▶ **EXERCISE PROMPT**:
How many lines of the material below contain the string "cover"? Give only the number.

■ ■ ■ ■

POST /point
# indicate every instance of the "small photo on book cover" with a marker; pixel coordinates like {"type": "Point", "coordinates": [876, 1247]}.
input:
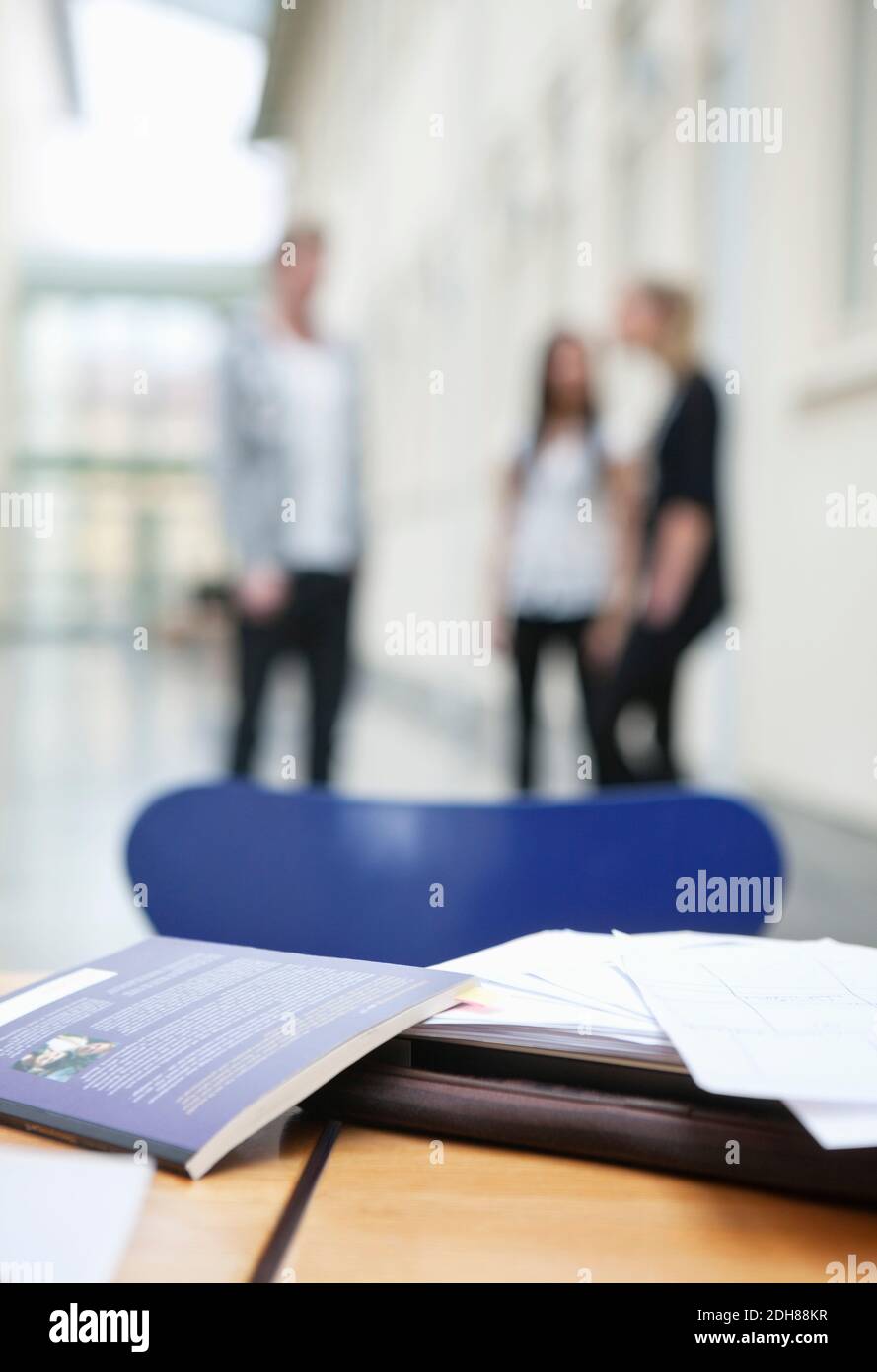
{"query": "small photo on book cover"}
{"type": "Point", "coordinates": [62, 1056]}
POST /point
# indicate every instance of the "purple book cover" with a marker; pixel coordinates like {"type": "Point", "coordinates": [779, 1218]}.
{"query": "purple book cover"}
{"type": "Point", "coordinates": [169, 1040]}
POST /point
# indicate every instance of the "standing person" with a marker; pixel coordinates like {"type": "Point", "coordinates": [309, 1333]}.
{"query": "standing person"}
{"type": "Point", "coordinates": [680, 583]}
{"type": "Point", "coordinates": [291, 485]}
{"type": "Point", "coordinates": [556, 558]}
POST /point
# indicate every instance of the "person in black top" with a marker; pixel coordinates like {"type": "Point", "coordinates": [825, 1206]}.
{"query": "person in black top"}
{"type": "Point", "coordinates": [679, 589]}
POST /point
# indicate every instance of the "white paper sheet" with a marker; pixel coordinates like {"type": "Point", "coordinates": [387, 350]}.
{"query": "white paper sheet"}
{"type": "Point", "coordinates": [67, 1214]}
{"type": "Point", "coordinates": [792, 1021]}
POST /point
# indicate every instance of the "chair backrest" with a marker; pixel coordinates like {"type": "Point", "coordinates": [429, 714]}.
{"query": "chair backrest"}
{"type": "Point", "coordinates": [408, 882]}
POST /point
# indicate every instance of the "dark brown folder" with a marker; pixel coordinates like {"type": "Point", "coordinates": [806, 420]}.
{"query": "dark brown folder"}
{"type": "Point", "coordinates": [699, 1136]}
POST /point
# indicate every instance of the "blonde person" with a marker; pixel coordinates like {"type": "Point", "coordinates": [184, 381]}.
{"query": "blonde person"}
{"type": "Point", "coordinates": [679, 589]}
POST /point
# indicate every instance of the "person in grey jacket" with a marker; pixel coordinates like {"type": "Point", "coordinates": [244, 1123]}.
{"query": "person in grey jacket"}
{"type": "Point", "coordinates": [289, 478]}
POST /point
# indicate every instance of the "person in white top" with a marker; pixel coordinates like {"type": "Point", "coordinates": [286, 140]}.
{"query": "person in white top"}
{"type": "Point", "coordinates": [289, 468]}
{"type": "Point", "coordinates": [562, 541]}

■ ■ ■ ■

▶ **ANSWER TO THE PROBLEM**:
4